___ Page text ___
3. Data Life Cycle

Download PDF

3.5 Archives

3.5.1 Formats

Format refers to the way data is organized in an electronic file. Saving data in sustainable standard formats is a major data management issue. Well preserved data will always be available to users regardless of the way accessing tools are evolving.

DATA ARCHIVING:

  • save data using non proprietary open formats to allow data to be accessible independantly of software types and versions;
  • use clear identifiers for data files;
  • define an archiving strategy including the use of two different physical formats Ex.: hard disk and CD stored in two different physical locations;
  • scan paper documentation and save it in portable file format (ex.: PDF/A);
  • ensure data archiving location (numerical and non-numerical) is appropriate and safe;
  • copy data to new support (magnetic tape, disk, etc.) 2 to 5 years after their creation as certain media can deteriorate;
  • check archived data integrity regularly.
___ Data records ___
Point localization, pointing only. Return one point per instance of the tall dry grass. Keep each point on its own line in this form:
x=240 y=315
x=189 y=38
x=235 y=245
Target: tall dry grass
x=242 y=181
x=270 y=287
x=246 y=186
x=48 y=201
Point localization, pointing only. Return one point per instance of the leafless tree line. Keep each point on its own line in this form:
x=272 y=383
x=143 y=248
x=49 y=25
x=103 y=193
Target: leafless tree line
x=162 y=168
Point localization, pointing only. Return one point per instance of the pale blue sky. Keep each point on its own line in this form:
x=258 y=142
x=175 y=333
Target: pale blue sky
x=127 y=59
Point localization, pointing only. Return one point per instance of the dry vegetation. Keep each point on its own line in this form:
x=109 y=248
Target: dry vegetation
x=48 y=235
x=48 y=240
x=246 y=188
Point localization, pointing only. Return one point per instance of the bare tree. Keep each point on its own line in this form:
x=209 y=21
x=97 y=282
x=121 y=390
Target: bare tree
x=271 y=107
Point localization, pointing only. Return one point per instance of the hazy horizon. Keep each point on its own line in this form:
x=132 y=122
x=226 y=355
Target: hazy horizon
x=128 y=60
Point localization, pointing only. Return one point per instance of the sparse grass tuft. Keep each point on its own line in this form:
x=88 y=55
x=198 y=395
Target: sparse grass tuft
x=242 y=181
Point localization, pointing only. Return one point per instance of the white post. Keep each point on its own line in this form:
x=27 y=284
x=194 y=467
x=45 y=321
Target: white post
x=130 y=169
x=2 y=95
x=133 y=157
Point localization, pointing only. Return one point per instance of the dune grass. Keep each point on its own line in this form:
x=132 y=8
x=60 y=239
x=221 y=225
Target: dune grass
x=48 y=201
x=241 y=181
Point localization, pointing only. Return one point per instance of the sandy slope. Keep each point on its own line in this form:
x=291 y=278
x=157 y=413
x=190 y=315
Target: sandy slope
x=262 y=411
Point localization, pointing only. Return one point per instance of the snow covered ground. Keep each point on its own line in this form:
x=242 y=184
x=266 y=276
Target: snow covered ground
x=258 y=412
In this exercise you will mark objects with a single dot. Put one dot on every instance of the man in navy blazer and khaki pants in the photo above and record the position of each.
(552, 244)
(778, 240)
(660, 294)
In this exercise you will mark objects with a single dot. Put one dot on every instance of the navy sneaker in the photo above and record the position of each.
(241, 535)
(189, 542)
___
*Work request A*
According to the page on data archiving, how soon after their creation should data be copied to new support?
*Work request B*
Carry on the page on data archiving from the point where it stops.
The records have no role in this work.

*Answer A*
Two to five years after their creation.

*Answer B*
For instance, ISO standard 19005 proposes the use of PDF/A as a long term data conservation format1. ISO and the IEC (International Electrotechnical Commission) have also approved the use of open formats such as ODF2, designated ISO/IEC 26300, in order to ensure interoperability and efficient data access. This standard is used namely for "Office Suite" type of documents including texts, spreadsheets, presentations and graphical elements.

The US Government Library of Congress has adopted a comprehensive approach to format issues including the development of a detailed decision process with respect to data preservation and file formats.3

Image and video files have also been examined by many. For instance, Nozères (2011) has done an in-depth analysis providing detailed descriptions of best practices in terms of image/video file formats, geotagging, metadata and archiving options.4

FILE NAMING:

  • use meaningful file names [E.g.: 2012-Tadoussac-beluga009.xls for beluga biological data file 009 collected in 2012 in the Tadoussac area]
  • avoid using spaces, accents and special characters such as $/%& @!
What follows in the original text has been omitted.